Online negativity is a difficult thing to deal with and it seems that Google is attempting to fix those problems.
There is just one slight hiccup; its Perspective AI doesn’t seem to be up to the task.
A group of researchers at Aalto University and the University of Padua have discovered Google’s artificial intelligence can easily be tricked.
The state-of-the-art hate speech detection models excel only when tested by the same type of data they were trained on.
Simple tricks to get around Google’s AI include: inserting typos; adding spaces between words; or adding unrelated words to the original sentence.
The AI detects hate speech by assigning a toxicity score to a piece of text.
This score defines the text as rude, disrespectful, or unreasonable enough that anyone might leave the conversation.
However, when it comes to understanding the context of expletives, the AI system is not intelligent enough.
A simple change between “I love you” and “I fucking love you” sees a change in score from 0.02 to 0.77.
This means that ‘toxicity’, as defined by the Perspective AI, is not applicable to hate speech in any legal or substantial form.
Similarly, typographical errors or ‘leetspeek’ (replacing common letters with numbers and/or symbols to turn ‘freak’ into ‘fr33k’) are also effective at tricking the AI while still retaining the original message’s readability and emotional impact.
With many social media platforms, such as Facebook, Twitter, and YouTube struggling to find the boundary between offensive and acceptable speech, an easily applicable artificial intelligence would clearly have its benefits.
Unfortunately, with this news, and the recent examples of artificially intelligent chatbots tweeting racist content, it seems AI will need to improve before it’s let loose on the comments section.

» Aim of the exercise
In the piece on Google's Perspective AI, how much does the toxicity score change when "I love you" becomes "I fucking love you"?

» Supplied material
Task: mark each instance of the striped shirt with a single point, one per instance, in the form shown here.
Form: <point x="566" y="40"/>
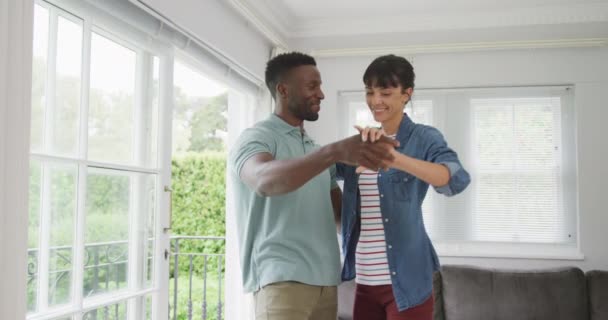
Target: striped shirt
<point x="371" y="262"/>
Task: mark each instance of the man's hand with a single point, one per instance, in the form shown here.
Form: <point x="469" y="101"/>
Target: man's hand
<point x="376" y="155"/>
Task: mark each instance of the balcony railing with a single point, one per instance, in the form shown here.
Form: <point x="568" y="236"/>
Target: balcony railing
<point x="198" y="280"/>
<point x="196" y="276"/>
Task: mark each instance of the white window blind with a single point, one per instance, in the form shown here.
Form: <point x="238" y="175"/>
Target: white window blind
<point x="518" y="146"/>
<point x="518" y="194"/>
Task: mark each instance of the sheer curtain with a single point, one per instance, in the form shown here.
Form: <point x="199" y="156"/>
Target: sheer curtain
<point x="244" y="110"/>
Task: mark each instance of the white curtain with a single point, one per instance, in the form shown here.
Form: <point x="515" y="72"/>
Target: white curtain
<point x="16" y="22"/>
<point x="243" y="111"/>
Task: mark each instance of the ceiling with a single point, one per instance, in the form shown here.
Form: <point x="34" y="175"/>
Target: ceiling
<point x="320" y="25"/>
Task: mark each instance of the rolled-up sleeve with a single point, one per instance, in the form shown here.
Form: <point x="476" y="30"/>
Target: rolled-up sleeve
<point x="251" y="142"/>
<point x="437" y="151"/>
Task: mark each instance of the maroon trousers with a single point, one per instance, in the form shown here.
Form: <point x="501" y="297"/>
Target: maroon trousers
<point x="378" y="303"/>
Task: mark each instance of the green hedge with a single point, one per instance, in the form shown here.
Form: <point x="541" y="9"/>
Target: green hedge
<point x="199" y="203"/>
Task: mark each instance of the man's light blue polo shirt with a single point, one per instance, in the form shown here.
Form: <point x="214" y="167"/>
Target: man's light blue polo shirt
<point x="290" y="237"/>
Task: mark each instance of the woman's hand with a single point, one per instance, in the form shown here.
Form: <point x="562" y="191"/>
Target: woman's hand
<point x="370" y="134"/>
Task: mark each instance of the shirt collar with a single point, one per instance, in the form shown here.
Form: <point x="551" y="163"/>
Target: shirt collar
<point x="283" y="127"/>
<point x="405" y="128"/>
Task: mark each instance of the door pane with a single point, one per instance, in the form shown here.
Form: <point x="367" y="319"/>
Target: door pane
<point x="111" y="101"/>
<point x="65" y="117"/>
<point x="35" y="197"/>
<point x="114" y="198"/>
<point x="113" y="312"/>
<point x="106" y="231"/>
<point x="39" y="74"/>
<point x="62" y="205"/>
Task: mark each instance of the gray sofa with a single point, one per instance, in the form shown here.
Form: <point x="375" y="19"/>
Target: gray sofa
<point x="470" y="293"/>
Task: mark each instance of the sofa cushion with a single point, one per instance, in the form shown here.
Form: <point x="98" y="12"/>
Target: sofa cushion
<point x="597" y="284"/>
<point x="480" y="294"/>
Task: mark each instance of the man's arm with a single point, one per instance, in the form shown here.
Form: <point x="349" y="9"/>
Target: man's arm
<point x="269" y="177"/>
<point x="336" y="202"/>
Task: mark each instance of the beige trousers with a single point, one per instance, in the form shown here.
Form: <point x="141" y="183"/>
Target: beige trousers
<point x="296" y="301"/>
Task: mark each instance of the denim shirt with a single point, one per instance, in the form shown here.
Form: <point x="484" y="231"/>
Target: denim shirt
<point x="410" y="253"/>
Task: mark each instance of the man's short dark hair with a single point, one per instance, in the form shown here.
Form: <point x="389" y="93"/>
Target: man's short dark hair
<point x="277" y="67"/>
<point x="389" y="71"/>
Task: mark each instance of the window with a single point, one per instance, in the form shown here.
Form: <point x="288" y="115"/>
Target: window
<point x="95" y="172"/>
<point x="518" y="146"/>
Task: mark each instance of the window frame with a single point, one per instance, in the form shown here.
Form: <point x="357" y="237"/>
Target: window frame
<point x="146" y="49"/>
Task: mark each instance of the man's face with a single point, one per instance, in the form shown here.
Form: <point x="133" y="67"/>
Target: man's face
<point x="304" y="93"/>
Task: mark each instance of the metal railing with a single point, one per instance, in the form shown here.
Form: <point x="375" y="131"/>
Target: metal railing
<point x="197" y="265"/>
<point x="203" y="260"/>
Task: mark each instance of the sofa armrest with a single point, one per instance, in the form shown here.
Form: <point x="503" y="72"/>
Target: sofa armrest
<point x="597" y="286"/>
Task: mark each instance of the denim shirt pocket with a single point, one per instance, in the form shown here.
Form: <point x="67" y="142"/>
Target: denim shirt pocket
<point x="400" y="185"/>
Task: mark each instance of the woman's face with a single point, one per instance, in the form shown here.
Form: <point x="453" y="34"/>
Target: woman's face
<point x="387" y="103"/>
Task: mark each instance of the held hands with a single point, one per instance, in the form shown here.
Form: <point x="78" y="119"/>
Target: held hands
<point x="370" y="134"/>
<point x="373" y="155"/>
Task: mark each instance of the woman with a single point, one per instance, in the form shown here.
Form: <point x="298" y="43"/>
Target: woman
<point x="386" y="247"/>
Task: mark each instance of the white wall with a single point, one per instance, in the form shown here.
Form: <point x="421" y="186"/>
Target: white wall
<point x="219" y="26"/>
<point x="15" y="87"/>
<point x="586" y="68"/>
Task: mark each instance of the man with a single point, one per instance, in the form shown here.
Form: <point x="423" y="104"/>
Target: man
<point x="288" y="244"/>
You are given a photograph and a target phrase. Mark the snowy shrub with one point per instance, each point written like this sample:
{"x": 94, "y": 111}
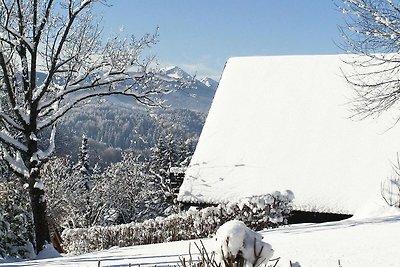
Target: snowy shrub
{"x": 16, "y": 228}
{"x": 237, "y": 244}
{"x": 258, "y": 212}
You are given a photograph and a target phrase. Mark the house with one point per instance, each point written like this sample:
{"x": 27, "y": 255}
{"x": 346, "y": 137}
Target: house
{"x": 283, "y": 122}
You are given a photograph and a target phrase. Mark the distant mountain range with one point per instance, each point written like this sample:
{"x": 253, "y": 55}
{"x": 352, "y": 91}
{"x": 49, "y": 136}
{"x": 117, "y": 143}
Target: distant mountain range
{"x": 196, "y": 98}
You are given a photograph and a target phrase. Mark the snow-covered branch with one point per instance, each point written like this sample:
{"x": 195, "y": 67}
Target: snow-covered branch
{"x": 6, "y": 139}
{"x": 16, "y": 164}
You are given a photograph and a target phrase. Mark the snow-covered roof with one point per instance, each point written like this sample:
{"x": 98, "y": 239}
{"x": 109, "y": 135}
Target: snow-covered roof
{"x": 282, "y": 122}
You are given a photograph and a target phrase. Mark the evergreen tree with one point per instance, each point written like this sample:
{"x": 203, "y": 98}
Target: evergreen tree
{"x": 16, "y": 224}
{"x": 83, "y": 163}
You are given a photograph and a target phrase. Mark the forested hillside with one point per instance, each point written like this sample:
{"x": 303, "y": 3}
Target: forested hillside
{"x": 112, "y": 128}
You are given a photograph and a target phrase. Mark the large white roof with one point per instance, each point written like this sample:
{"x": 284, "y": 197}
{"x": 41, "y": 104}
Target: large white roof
{"x": 282, "y": 122}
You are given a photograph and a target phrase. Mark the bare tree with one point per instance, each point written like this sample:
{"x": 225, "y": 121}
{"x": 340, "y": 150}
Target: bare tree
{"x": 372, "y": 33}
{"x": 52, "y": 59}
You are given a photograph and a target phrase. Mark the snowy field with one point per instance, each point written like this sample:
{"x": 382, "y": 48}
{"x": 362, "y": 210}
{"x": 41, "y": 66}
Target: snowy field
{"x": 359, "y": 241}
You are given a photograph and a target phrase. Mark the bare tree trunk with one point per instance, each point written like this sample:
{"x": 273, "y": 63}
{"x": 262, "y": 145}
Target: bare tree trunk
{"x": 38, "y": 204}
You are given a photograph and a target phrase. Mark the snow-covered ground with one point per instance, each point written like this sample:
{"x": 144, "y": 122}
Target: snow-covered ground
{"x": 359, "y": 241}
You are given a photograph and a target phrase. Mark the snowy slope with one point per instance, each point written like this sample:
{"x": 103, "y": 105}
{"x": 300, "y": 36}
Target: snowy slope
{"x": 355, "y": 242}
{"x": 280, "y": 123}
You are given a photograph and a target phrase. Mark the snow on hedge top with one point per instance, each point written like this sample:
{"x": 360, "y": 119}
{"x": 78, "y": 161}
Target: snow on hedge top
{"x": 282, "y": 122}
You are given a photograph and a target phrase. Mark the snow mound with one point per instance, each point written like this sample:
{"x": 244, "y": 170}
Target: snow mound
{"x": 233, "y": 238}
{"x": 282, "y": 122}
{"x": 48, "y": 252}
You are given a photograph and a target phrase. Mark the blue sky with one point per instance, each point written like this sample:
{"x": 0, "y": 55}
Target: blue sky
{"x": 200, "y": 35}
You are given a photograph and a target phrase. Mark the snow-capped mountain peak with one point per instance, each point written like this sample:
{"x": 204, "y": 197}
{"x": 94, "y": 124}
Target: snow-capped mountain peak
{"x": 210, "y": 83}
{"x": 176, "y": 72}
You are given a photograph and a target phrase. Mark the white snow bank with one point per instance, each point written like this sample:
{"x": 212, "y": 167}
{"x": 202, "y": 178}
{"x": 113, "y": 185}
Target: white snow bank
{"x": 375, "y": 210}
{"x": 48, "y": 252}
{"x": 233, "y": 238}
{"x": 282, "y": 122}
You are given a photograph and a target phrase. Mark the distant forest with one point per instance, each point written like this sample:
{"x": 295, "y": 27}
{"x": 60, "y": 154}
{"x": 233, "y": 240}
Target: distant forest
{"x": 112, "y": 129}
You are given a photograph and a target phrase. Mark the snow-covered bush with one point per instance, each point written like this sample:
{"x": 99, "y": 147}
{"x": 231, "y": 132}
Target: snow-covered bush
{"x": 122, "y": 193}
{"x": 390, "y": 189}
{"x": 16, "y": 228}
{"x": 259, "y": 212}
{"x": 237, "y": 244}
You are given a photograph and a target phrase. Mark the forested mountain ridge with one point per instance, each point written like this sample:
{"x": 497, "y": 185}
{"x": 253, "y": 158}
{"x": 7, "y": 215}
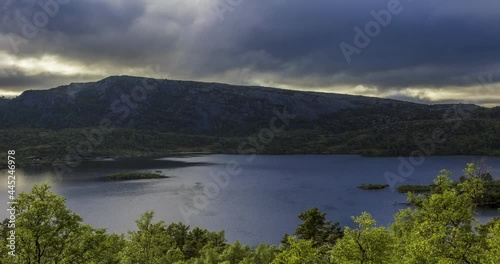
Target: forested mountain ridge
{"x": 152, "y": 116}
{"x": 210, "y": 108}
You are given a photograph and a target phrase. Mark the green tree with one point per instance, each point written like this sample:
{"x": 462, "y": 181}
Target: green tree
{"x": 235, "y": 253}
{"x": 493, "y": 240}
{"x": 300, "y": 252}
{"x": 262, "y": 254}
{"x": 441, "y": 227}
{"x": 316, "y": 228}
{"x": 150, "y": 244}
{"x": 365, "y": 244}
{"x": 48, "y": 232}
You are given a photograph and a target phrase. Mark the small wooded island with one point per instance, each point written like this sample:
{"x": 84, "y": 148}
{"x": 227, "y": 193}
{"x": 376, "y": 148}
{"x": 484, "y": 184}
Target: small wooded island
{"x": 135, "y": 175}
{"x": 365, "y": 186}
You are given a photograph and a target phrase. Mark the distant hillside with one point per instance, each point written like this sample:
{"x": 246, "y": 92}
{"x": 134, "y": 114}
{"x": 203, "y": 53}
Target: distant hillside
{"x": 223, "y": 115}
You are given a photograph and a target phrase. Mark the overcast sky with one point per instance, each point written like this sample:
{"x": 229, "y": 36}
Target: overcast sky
{"x": 428, "y": 51}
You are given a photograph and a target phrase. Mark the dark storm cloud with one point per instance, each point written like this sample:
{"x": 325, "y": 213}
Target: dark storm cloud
{"x": 429, "y": 44}
{"x": 15, "y": 80}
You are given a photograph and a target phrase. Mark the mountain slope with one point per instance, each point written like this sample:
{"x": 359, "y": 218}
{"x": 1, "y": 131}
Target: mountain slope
{"x": 152, "y": 116}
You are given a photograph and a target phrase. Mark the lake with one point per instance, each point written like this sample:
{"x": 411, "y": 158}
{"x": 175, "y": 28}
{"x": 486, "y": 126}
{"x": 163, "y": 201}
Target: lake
{"x": 255, "y": 199}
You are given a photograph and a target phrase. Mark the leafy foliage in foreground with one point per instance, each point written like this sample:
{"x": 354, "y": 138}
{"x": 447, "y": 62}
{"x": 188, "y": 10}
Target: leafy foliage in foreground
{"x": 440, "y": 228}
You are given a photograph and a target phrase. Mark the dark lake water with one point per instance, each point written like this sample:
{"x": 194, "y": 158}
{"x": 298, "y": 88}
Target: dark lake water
{"x": 258, "y": 202}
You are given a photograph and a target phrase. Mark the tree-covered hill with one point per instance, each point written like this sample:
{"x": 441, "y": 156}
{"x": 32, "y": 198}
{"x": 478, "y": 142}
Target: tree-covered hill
{"x": 149, "y": 116}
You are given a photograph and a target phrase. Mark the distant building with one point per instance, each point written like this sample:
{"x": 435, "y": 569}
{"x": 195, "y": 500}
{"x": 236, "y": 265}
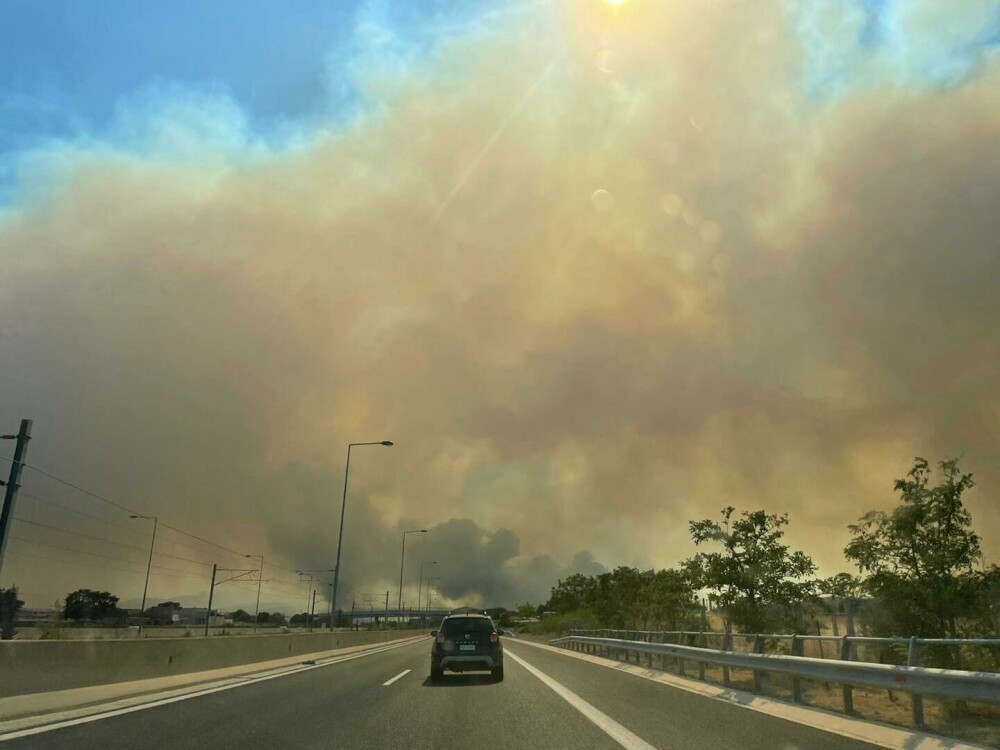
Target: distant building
{"x": 28, "y": 617}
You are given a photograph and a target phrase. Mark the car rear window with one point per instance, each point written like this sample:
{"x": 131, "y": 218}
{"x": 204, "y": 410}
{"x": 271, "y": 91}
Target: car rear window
{"x": 466, "y": 625}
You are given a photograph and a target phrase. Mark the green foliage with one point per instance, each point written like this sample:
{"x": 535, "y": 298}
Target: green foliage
{"x": 627, "y": 597}
{"x": 527, "y": 610}
{"x": 760, "y": 583}
{"x": 563, "y": 622}
{"x": 241, "y": 615}
{"x": 919, "y": 557}
{"x": 91, "y": 606}
{"x": 10, "y": 605}
{"x": 842, "y": 586}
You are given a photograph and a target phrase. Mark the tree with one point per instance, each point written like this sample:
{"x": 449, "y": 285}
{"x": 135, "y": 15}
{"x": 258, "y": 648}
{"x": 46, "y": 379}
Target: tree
{"x": 500, "y": 616}
{"x": 667, "y": 599}
{"x": 756, "y": 579}
{"x": 526, "y": 610}
{"x": 919, "y": 557}
{"x": 571, "y": 594}
{"x": 10, "y": 605}
{"x": 86, "y": 604}
{"x": 614, "y": 599}
{"x": 241, "y": 615}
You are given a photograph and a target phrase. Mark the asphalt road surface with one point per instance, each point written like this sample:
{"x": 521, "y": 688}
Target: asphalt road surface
{"x": 385, "y": 700}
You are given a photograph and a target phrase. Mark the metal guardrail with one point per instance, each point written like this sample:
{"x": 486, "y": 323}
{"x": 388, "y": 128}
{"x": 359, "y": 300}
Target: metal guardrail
{"x": 918, "y": 681}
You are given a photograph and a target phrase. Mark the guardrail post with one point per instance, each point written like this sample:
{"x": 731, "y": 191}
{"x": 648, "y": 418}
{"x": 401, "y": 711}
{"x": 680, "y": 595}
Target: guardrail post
{"x": 913, "y": 660}
{"x": 796, "y": 649}
{"x": 758, "y": 676}
{"x": 845, "y": 655}
{"x": 702, "y": 643}
{"x": 727, "y": 645}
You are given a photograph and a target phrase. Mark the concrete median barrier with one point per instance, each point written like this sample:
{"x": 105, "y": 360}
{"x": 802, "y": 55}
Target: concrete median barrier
{"x": 42, "y": 666}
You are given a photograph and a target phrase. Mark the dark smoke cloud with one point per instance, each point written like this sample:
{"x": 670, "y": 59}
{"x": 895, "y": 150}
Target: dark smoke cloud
{"x": 591, "y": 291}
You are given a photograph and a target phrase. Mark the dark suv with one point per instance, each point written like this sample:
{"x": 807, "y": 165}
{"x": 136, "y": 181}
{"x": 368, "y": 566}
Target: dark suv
{"x": 466, "y": 643}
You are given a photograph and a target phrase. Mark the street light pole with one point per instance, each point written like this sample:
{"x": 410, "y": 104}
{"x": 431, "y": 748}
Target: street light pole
{"x": 312, "y": 579}
{"x": 420, "y": 587}
{"x": 149, "y": 565}
{"x": 402, "y": 556}
{"x": 343, "y": 508}
{"x": 427, "y": 606}
{"x": 260, "y": 578}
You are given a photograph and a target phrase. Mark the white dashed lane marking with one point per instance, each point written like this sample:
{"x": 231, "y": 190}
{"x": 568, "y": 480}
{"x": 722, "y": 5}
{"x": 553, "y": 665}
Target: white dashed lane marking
{"x": 401, "y": 674}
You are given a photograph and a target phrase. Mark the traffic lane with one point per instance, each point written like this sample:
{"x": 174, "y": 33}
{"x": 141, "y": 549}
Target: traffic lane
{"x": 671, "y": 718}
{"x": 307, "y": 707}
{"x": 347, "y": 705}
{"x": 471, "y": 710}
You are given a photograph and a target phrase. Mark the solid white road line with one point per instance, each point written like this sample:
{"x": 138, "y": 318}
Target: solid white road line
{"x": 401, "y": 674}
{"x": 605, "y": 723}
{"x": 208, "y": 691}
{"x": 882, "y": 735}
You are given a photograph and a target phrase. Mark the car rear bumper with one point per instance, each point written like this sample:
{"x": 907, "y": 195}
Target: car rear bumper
{"x": 468, "y": 663}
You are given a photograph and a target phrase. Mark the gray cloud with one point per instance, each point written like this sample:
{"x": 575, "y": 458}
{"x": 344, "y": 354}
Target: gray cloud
{"x": 787, "y": 301}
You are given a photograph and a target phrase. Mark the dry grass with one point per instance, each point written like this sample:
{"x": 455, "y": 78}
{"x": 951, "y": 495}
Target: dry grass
{"x": 972, "y": 722}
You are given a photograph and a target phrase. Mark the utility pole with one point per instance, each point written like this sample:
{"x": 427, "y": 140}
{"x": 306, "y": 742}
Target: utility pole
{"x": 211, "y": 592}
{"x": 13, "y": 482}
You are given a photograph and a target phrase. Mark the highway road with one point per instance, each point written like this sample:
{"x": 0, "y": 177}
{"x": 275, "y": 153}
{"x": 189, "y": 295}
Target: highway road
{"x": 385, "y": 700}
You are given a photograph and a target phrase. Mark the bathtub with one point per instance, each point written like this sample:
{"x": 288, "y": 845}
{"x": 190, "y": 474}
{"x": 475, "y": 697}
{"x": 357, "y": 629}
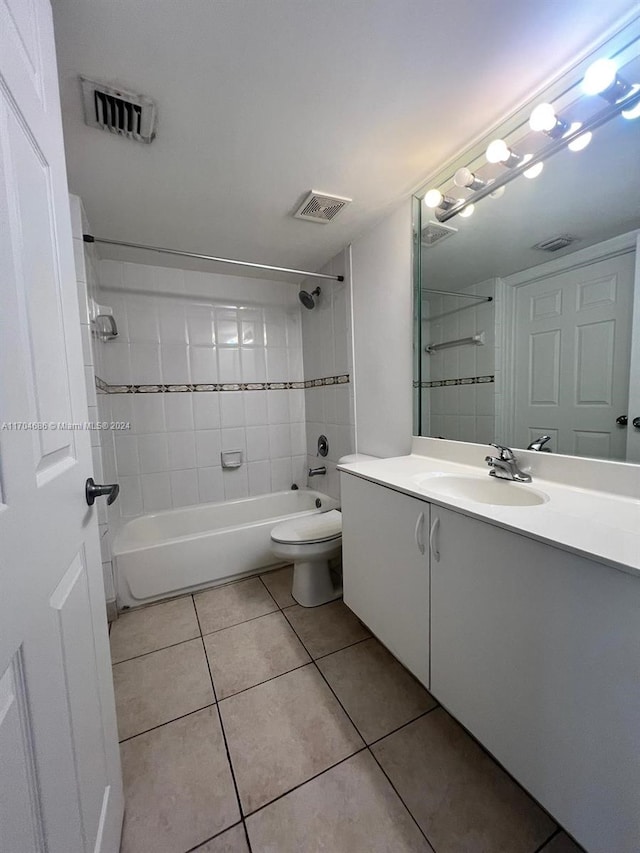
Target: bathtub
{"x": 181, "y": 550}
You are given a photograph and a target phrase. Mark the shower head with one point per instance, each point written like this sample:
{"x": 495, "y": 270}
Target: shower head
{"x": 307, "y": 298}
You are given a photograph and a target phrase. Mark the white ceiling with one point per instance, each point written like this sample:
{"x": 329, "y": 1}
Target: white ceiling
{"x": 262, "y": 100}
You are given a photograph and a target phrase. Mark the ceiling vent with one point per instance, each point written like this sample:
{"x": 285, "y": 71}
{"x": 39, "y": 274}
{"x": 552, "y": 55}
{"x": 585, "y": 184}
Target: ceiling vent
{"x": 118, "y": 111}
{"x": 435, "y": 232}
{"x": 320, "y": 207}
{"x": 554, "y": 244}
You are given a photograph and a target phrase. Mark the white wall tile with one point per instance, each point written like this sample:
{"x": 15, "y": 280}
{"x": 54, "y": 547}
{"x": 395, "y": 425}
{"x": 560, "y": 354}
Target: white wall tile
{"x": 257, "y": 443}
{"x": 277, "y": 364}
{"x": 178, "y": 410}
{"x": 200, "y": 325}
{"x": 232, "y": 409}
{"x": 253, "y": 364}
{"x": 278, "y": 407}
{"x": 206, "y": 410}
{"x": 233, "y": 439}
{"x": 255, "y": 407}
{"x": 126, "y": 448}
{"x": 184, "y": 488}
{"x": 259, "y": 474}
{"x": 142, "y": 319}
{"x": 236, "y": 483}
{"x": 210, "y": 485}
{"x": 145, "y": 363}
{"x": 130, "y": 497}
{"x": 204, "y": 364}
{"x": 208, "y": 447}
{"x": 156, "y": 492}
{"x": 153, "y": 452}
{"x": 147, "y": 413}
{"x": 173, "y": 322}
{"x": 281, "y": 474}
{"x": 298, "y": 439}
{"x": 229, "y": 365}
{"x": 182, "y": 450}
{"x": 279, "y": 440}
{"x": 175, "y": 364}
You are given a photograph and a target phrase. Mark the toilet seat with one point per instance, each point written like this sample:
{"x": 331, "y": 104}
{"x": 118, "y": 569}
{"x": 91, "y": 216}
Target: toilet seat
{"x": 310, "y": 529}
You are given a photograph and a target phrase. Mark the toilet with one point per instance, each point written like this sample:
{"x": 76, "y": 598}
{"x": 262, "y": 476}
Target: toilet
{"x": 310, "y": 542}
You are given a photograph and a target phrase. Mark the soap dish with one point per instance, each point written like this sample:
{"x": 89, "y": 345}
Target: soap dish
{"x": 231, "y": 458}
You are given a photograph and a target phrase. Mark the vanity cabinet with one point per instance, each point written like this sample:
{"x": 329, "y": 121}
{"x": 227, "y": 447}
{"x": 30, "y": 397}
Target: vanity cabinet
{"x": 537, "y": 652}
{"x": 385, "y": 557}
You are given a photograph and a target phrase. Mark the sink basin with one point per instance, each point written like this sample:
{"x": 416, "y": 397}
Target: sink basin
{"x": 486, "y": 490}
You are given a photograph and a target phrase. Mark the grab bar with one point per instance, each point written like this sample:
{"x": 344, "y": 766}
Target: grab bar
{"x": 477, "y": 340}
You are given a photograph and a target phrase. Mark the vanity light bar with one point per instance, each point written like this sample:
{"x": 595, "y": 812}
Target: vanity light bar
{"x": 629, "y": 104}
{"x": 601, "y": 78}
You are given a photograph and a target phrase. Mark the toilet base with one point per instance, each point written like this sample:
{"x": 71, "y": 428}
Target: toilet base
{"x": 312, "y": 584}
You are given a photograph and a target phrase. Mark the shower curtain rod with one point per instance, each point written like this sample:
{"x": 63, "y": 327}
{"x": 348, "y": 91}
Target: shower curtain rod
{"x": 460, "y": 295}
{"x": 89, "y": 238}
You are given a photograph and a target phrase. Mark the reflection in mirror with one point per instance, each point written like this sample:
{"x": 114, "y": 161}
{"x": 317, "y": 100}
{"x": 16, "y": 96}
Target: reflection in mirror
{"x": 544, "y": 347}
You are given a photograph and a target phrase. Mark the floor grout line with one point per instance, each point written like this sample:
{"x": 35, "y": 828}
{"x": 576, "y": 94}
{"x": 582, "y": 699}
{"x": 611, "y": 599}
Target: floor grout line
{"x": 224, "y": 739}
{"x": 167, "y": 722}
{"x": 557, "y": 831}
{"x": 212, "y": 837}
{"x": 367, "y": 747}
{"x": 153, "y": 651}
{"x": 306, "y": 782}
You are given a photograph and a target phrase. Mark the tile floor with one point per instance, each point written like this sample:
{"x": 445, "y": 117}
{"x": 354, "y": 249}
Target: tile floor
{"x": 251, "y": 724}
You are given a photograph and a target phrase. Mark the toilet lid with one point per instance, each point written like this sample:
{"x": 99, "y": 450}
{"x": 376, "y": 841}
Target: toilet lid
{"x": 320, "y": 527}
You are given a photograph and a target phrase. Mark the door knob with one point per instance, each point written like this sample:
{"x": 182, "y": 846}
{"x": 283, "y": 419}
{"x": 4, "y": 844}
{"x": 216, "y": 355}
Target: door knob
{"x": 93, "y": 490}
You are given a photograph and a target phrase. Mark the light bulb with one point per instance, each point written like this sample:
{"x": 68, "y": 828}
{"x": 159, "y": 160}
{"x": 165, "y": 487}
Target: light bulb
{"x": 534, "y": 171}
{"x": 498, "y": 151}
{"x": 580, "y": 142}
{"x": 543, "y": 118}
{"x": 599, "y": 76}
{"x": 433, "y": 198}
{"x": 465, "y": 178}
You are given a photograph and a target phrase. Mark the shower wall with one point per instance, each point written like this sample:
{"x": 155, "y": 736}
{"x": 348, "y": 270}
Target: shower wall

» Output for this task
The score rises from 0.02 to 0.77.